Dataset entries:
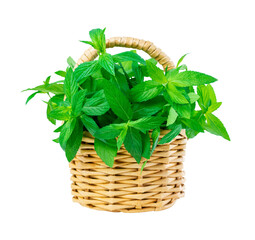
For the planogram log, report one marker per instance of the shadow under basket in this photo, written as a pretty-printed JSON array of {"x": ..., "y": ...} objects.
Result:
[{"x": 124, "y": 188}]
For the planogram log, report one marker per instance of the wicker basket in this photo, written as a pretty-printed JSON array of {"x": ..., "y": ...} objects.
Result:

==

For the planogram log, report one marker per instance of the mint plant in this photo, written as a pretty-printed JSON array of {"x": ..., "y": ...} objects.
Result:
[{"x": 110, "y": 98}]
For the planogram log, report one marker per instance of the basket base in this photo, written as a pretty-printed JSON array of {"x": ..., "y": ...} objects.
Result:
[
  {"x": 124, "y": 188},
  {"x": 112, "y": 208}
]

Goal: Find every line above that contains the word "photo" and copy each of those lines out in full.

In response:
For the planogram log, report one marker per instance of the shadow under basket in this photo, written as a pretty-printed JSON array of {"x": ..., "y": ...} objects.
For the planogram log, report one marker per instance of the wicker basket in this photo, written as a pretty-printed JSON array of {"x": ..., "y": ...} objects.
For the planogram log, report one marker per instance of the mint plant in this photo, written as a pretty-printed JSON array of {"x": ..., "y": ...} objects.
For the planogram log, report one marker per instance of the basket base in this photo, written as a pretty-printed JSON array of {"x": ..., "y": ...} objects.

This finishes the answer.